◆ **REQUIREMENT 1**
In the Writer's Workshop text, why are students exposed to a wide variety of writing by published authors?
◆ **REQUIREMENT 2**
How many lines of the listing contain the word "dark", with case counting? Give only the number.

◆ **PAGE**
┄┄┄┄┄┄┄┄┄┄┄┄┄┄┄┄┄┄┄┄

The Writer’s Workshop pushes students to research, think critically and – of course – write. It also allows students within their own constant writing to explore, experiment, and strengthen skills.

According to the November and December “Spartan News” district newsletter article written by Crystal Hintzman, Director of Curriculum, Instruction and Assessment to inform parents about the changes, the Writer’s Workshop gives “opportunities for students to develop collaborative conversations to enhance their learning.”

“The idea is that you give the students many opportunities to write, and the teachers provide feedback on that writing,” said Hintzman

Students are exposed to a wide variety of writing by published authors, which they use as models for their own writing. This concept also allows students to get used to writing more often and think less about a singular final product. Hintzman explained in the article in the November and December “Spartan News” that students will be given “Writer-Reader Notebooks as a place to practice their writing craft as they learn from their teacher, peers, and other authors.”

┄┄┄┄┄┄┄┄┄┄┄┄┄┄┄┄┄┄┄┄

Entries from a pointing dataset:

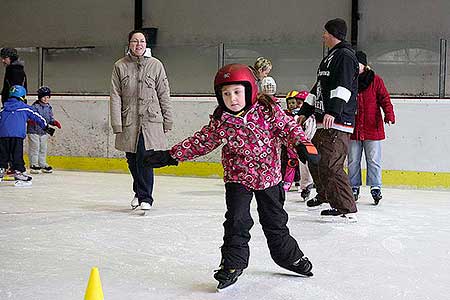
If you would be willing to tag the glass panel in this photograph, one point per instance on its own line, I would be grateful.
(190, 68)
(407, 68)
(294, 65)
(85, 70)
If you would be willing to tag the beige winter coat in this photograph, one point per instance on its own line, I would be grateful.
(140, 101)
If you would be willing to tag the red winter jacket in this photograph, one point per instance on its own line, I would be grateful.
(369, 121)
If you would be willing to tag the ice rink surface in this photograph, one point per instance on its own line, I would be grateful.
(53, 233)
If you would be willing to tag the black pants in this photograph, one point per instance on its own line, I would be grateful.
(11, 151)
(143, 177)
(273, 218)
(332, 183)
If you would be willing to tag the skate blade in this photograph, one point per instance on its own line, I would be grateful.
(313, 208)
(20, 183)
(339, 219)
(225, 289)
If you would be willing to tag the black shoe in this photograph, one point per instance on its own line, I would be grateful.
(335, 215)
(355, 192)
(226, 277)
(314, 203)
(376, 194)
(302, 266)
(306, 192)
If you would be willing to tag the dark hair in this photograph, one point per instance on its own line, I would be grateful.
(137, 31)
(9, 52)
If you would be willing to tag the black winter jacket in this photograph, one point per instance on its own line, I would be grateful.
(336, 89)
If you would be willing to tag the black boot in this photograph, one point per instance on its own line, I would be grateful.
(355, 192)
(376, 194)
(302, 266)
(226, 277)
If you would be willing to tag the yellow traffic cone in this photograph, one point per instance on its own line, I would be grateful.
(94, 289)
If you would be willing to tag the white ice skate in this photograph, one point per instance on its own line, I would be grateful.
(21, 183)
(134, 203)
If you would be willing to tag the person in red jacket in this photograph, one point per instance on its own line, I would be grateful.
(369, 129)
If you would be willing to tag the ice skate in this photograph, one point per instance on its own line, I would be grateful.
(35, 169)
(134, 203)
(313, 204)
(355, 191)
(47, 169)
(306, 192)
(145, 206)
(333, 215)
(226, 277)
(22, 176)
(376, 194)
(302, 266)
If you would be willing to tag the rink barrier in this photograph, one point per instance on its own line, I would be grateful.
(392, 178)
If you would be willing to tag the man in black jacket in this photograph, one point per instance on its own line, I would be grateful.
(14, 73)
(333, 102)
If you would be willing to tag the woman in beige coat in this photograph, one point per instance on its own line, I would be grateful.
(141, 112)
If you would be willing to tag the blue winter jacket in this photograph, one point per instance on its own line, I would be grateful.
(46, 111)
(14, 116)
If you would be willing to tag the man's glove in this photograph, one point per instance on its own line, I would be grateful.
(56, 123)
(158, 159)
(306, 151)
(49, 130)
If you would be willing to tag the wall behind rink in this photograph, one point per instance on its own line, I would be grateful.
(419, 141)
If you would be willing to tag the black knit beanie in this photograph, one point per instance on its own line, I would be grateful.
(362, 57)
(337, 28)
(9, 52)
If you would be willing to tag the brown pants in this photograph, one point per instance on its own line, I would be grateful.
(332, 183)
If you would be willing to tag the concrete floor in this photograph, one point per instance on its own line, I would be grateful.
(53, 233)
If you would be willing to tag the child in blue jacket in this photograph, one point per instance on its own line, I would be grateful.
(13, 119)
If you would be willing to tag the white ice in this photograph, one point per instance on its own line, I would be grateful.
(53, 233)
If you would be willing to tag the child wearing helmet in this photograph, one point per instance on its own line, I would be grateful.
(251, 128)
(37, 137)
(261, 69)
(13, 119)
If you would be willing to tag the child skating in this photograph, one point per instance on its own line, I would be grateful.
(37, 137)
(13, 119)
(251, 129)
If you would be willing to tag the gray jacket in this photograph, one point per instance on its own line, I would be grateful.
(140, 102)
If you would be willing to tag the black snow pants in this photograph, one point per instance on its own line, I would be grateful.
(273, 218)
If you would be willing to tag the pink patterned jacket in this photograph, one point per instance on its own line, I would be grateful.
(251, 151)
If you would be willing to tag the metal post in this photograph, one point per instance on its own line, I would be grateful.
(40, 67)
(220, 55)
(442, 66)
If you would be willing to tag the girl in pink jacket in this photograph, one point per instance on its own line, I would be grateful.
(251, 128)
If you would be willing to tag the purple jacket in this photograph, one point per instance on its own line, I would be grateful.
(251, 151)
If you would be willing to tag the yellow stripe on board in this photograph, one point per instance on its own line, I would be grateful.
(412, 179)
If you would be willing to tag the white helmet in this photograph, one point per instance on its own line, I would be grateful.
(268, 86)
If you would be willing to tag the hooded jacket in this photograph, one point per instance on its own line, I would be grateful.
(336, 89)
(14, 75)
(252, 145)
(14, 116)
(46, 111)
(369, 120)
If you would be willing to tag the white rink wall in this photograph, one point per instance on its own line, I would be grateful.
(419, 141)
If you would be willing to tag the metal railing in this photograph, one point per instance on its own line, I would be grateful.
(412, 69)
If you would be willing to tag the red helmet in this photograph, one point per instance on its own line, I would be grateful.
(236, 74)
(297, 95)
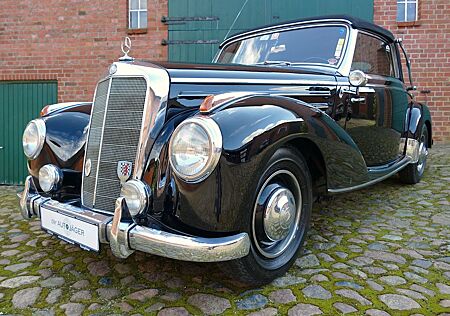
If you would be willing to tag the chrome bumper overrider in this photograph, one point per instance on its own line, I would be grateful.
(124, 238)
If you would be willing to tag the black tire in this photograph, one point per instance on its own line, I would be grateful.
(413, 173)
(256, 268)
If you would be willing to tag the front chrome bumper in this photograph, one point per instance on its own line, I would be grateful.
(124, 238)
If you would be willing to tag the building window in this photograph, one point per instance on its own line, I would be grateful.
(137, 14)
(407, 10)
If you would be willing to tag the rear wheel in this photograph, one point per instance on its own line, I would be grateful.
(413, 173)
(279, 219)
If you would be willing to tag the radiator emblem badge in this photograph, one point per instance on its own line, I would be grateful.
(124, 170)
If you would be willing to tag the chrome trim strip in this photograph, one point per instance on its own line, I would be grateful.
(87, 140)
(402, 164)
(253, 81)
(132, 237)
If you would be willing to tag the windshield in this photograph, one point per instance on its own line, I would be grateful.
(311, 45)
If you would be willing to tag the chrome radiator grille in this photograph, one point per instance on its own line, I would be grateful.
(113, 136)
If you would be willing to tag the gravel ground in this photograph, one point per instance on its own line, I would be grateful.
(380, 251)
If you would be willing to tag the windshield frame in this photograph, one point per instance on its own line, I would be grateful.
(285, 28)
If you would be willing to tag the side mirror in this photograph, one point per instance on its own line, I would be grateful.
(358, 78)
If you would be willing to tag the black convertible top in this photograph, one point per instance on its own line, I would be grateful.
(355, 22)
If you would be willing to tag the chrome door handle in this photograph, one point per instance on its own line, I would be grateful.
(356, 100)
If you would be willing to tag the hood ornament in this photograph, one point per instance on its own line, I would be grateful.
(124, 170)
(126, 47)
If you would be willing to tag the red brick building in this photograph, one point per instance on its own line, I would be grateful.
(73, 42)
(427, 41)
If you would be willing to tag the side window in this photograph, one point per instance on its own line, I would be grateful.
(373, 56)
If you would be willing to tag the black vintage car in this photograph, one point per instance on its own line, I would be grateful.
(223, 161)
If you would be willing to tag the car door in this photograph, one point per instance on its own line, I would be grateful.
(376, 115)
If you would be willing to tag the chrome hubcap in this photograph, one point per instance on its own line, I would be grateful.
(279, 214)
(276, 215)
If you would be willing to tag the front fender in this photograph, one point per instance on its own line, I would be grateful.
(66, 127)
(253, 128)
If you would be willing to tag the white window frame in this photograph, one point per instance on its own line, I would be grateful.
(139, 10)
(406, 2)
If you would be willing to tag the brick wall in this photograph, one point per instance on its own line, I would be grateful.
(428, 45)
(72, 41)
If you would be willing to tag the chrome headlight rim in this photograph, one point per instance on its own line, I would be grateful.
(41, 133)
(56, 181)
(215, 140)
(142, 190)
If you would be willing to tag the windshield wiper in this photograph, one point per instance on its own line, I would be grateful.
(274, 62)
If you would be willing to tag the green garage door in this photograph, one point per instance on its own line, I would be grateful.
(20, 102)
(196, 27)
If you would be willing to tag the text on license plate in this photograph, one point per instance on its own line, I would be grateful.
(75, 230)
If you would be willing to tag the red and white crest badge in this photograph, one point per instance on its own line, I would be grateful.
(124, 170)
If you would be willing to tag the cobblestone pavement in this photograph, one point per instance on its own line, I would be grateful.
(381, 251)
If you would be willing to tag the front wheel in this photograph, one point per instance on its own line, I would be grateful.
(278, 221)
(413, 173)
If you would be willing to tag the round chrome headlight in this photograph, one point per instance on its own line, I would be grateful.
(136, 194)
(33, 138)
(195, 148)
(357, 78)
(50, 178)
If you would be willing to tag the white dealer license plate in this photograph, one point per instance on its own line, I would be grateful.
(71, 229)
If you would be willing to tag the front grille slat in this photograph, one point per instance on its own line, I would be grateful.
(114, 136)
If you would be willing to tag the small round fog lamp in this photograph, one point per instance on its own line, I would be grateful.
(136, 194)
(50, 178)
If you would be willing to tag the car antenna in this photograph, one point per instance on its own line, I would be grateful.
(235, 19)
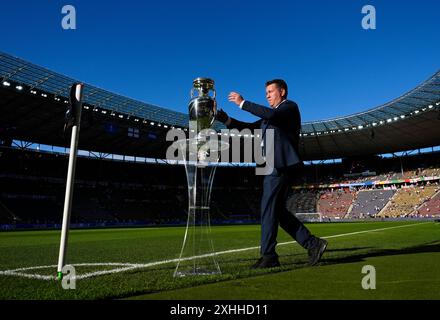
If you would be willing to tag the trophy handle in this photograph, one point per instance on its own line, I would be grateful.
(192, 92)
(215, 110)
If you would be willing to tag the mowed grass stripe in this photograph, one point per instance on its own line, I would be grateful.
(145, 246)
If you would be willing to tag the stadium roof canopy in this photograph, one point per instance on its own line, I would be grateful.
(36, 98)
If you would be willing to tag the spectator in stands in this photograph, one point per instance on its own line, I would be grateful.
(284, 119)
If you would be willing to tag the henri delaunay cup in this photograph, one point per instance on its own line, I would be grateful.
(202, 107)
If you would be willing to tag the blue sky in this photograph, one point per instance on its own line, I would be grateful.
(152, 50)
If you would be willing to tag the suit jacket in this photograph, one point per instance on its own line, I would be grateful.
(285, 120)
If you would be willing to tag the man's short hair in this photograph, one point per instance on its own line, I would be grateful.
(280, 83)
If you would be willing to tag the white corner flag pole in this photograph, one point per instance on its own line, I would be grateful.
(76, 94)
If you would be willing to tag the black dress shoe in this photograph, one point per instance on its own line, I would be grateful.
(263, 262)
(316, 252)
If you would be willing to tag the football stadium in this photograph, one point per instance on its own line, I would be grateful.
(378, 205)
(370, 186)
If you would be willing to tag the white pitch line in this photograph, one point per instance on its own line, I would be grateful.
(134, 266)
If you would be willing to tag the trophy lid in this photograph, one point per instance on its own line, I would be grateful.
(205, 83)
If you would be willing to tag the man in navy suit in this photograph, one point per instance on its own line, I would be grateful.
(284, 119)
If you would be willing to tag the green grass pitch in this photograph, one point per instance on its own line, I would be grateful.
(405, 255)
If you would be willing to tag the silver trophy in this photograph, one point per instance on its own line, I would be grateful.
(198, 257)
(202, 107)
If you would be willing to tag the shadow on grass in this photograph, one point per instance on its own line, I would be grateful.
(352, 258)
(289, 264)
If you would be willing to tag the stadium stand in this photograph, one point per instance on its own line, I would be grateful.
(335, 203)
(407, 200)
(369, 203)
(302, 201)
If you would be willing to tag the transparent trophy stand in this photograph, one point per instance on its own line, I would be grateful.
(197, 256)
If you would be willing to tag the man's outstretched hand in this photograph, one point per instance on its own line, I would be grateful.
(235, 98)
(221, 116)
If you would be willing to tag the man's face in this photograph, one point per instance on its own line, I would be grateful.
(274, 94)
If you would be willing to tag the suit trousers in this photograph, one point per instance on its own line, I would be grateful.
(273, 213)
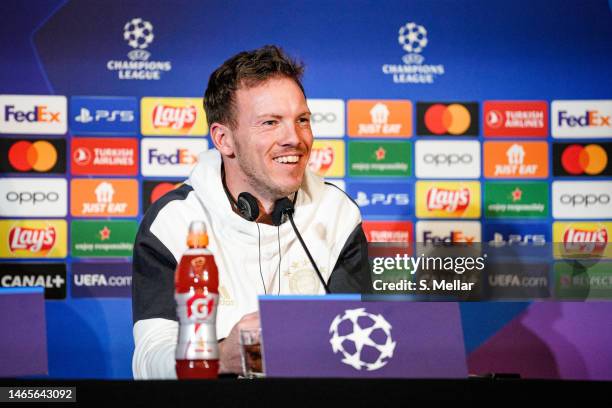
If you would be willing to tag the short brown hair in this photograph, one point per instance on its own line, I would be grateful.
(248, 68)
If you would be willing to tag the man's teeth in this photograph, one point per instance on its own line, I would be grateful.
(287, 159)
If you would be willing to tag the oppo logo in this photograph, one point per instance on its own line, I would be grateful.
(320, 117)
(448, 159)
(586, 199)
(31, 197)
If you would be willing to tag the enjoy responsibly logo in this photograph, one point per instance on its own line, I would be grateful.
(516, 200)
(139, 34)
(413, 39)
(102, 238)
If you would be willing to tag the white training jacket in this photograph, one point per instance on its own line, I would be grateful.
(328, 220)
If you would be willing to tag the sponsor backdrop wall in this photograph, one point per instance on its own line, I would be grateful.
(444, 120)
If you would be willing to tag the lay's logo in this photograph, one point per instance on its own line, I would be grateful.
(448, 199)
(581, 239)
(176, 118)
(327, 158)
(33, 239)
(173, 116)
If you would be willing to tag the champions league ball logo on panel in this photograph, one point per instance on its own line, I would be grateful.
(363, 339)
(139, 35)
(413, 39)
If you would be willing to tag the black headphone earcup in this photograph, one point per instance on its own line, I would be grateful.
(247, 206)
(281, 208)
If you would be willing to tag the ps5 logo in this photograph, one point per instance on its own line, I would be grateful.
(85, 116)
(363, 200)
(517, 239)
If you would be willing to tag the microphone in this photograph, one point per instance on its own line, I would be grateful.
(284, 207)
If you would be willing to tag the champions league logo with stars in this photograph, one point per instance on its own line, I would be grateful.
(139, 34)
(413, 39)
(363, 339)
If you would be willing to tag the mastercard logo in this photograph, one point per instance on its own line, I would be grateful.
(590, 159)
(39, 156)
(447, 119)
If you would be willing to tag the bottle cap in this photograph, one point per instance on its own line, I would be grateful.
(197, 237)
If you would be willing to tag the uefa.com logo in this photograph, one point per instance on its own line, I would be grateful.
(412, 37)
(139, 35)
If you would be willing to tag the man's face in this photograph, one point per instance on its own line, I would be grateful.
(272, 139)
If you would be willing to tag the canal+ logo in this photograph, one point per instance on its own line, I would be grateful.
(33, 114)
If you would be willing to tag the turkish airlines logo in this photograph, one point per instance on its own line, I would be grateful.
(380, 118)
(104, 197)
(516, 160)
(33, 156)
(528, 119)
(581, 159)
(173, 116)
(447, 159)
(104, 156)
(33, 114)
(451, 119)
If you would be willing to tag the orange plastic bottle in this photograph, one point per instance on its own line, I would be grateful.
(197, 296)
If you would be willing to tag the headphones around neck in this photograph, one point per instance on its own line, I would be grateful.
(249, 209)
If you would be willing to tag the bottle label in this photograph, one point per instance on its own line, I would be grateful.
(197, 313)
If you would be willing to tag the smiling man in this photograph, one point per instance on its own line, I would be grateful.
(260, 125)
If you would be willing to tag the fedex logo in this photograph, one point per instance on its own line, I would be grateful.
(39, 113)
(577, 119)
(180, 156)
(439, 232)
(589, 118)
(167, 157)
(381, 199)
(33, 114)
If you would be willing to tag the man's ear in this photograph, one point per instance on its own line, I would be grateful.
(223, 138)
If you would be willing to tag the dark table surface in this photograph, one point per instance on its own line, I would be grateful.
(321, 392)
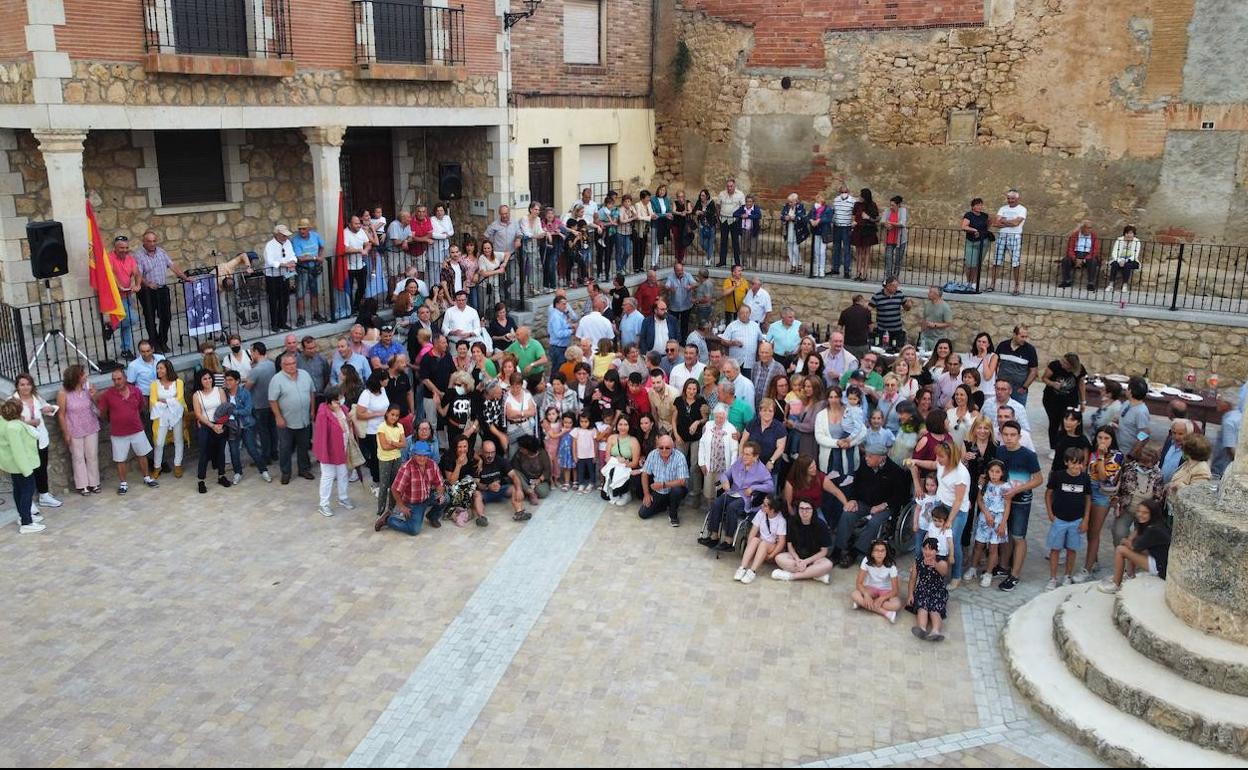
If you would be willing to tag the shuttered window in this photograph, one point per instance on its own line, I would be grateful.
(582, 31)
(191, 167)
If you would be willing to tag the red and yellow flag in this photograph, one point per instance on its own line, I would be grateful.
(340, 248)
(100, 271)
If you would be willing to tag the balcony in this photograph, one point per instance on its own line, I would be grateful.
(408, 40)
(248, 38)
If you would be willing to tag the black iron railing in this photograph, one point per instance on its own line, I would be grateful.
(408, 31)
(219, 28)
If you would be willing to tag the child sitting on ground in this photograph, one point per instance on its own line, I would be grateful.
(930, 597)
(1068, 499)
(990, 526)
(768, 539)
(877, 588)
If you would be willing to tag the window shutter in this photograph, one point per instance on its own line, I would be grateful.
(582, 31)
(190, 166)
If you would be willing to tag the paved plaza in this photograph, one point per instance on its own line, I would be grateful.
(241, 628)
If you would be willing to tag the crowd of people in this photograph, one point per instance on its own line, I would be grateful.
(683, 392)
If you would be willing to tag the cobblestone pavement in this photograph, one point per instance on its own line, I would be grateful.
(241, 628)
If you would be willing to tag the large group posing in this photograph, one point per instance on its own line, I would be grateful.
(678, 392)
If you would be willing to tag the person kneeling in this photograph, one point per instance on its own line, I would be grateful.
(768, 539)
(809, 543)
(879, 587)
(417, 486)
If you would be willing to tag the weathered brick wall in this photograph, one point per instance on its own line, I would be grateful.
(537, 53)
(790, 33)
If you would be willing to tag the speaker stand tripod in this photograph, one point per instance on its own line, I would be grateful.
(59, 333)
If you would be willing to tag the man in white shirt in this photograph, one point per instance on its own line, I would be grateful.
(689, 368)
(741, 340)
(280, 263)
(843, 225)
(728, 202)
(836, 358)
(1010, 220)
(1001, 398)
(759, 301)
(462, 322)
(356, 245)
(594, 326)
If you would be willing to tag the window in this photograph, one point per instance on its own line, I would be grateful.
(191, 167)
(583, 31)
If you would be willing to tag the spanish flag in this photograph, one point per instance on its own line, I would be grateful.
(100, 271)
(340, 250)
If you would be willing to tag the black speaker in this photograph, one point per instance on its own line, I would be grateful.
(451, 185)
(48, 255)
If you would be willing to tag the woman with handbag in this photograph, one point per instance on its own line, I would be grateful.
(210, 433)
(335, 447)
(1123, 260)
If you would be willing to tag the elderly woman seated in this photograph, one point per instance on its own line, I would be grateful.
(743, 484)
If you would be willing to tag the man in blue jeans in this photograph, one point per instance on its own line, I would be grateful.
(417, 486)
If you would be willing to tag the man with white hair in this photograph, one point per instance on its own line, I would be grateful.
(594, 325)
(741, 340)
(280, 265)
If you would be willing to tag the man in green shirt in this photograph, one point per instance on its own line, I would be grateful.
(740, 411)
(531, 357)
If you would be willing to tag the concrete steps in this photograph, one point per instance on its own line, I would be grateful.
(1038, 669)
(1097, 653)
(1143, 618)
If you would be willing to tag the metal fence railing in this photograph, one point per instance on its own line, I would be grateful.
(402, 31)
(219, 28)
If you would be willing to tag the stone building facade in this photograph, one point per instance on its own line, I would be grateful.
(1122, 111)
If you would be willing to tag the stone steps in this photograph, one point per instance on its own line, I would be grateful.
(1101, 657)
(1142, 615)
(1038, 670)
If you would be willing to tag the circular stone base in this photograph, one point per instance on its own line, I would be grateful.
(1207, 580)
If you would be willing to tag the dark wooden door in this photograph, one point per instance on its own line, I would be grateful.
(210, 26)
(368, 171)
(542, 176)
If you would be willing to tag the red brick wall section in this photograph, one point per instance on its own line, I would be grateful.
(321, 30)
(13, 35)
(790, 33)
(537, 53)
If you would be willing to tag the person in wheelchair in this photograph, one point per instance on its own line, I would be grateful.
(743, 484)
(880, 491)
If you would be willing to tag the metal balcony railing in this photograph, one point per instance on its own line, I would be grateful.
(219, 28)
(408, 31)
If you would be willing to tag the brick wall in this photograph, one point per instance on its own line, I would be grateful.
(790, 33)
(13, 36)
(537, 53)
(321, 30)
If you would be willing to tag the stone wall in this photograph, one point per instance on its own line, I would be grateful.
(130, 84)
(1107, 342)
(944, 115)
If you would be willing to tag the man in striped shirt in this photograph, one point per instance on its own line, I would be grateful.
(889, 305)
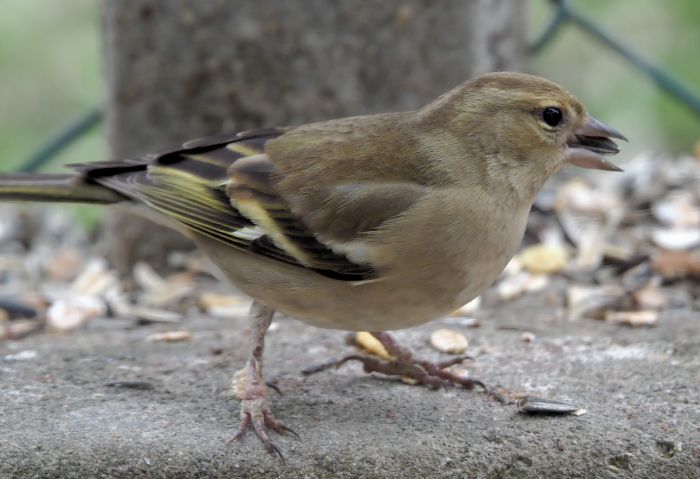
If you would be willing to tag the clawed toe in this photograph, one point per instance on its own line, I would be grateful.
(260, 419)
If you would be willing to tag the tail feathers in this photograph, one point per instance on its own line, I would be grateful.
(55, 188)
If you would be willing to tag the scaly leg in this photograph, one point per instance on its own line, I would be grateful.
(249, 385)
(432, 375)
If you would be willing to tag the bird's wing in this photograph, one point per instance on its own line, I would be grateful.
(222, 187)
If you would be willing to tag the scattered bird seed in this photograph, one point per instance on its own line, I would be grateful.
(531, 404)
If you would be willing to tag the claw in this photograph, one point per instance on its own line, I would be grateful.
(275, 388)
(432, 375)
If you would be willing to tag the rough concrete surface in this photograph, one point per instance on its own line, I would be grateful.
(58, 418)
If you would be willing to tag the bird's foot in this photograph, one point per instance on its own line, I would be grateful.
(404, 365)
(255, 411)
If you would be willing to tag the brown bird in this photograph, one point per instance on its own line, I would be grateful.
(374, 223)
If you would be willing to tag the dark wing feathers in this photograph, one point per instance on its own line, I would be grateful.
(220, 187)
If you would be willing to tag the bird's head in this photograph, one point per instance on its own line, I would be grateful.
(522, 128)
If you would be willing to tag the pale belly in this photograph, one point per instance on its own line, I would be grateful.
(396, 302)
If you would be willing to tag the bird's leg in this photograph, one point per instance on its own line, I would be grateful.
(403, 364)
(249, 385)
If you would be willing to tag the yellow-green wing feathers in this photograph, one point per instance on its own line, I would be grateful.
(220, 187)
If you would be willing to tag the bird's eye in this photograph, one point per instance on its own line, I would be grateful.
(552, 116)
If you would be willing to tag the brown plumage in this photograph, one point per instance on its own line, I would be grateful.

┄┄┄┄┄┄┄┄┄┄┄┄┄┄┄┄┄┄┄┄

◆ **EXPECTED ANSWER 1**
Students use the writing of published authors as models for their own writing.

◆ **EXPECTED ANSWER 2**
4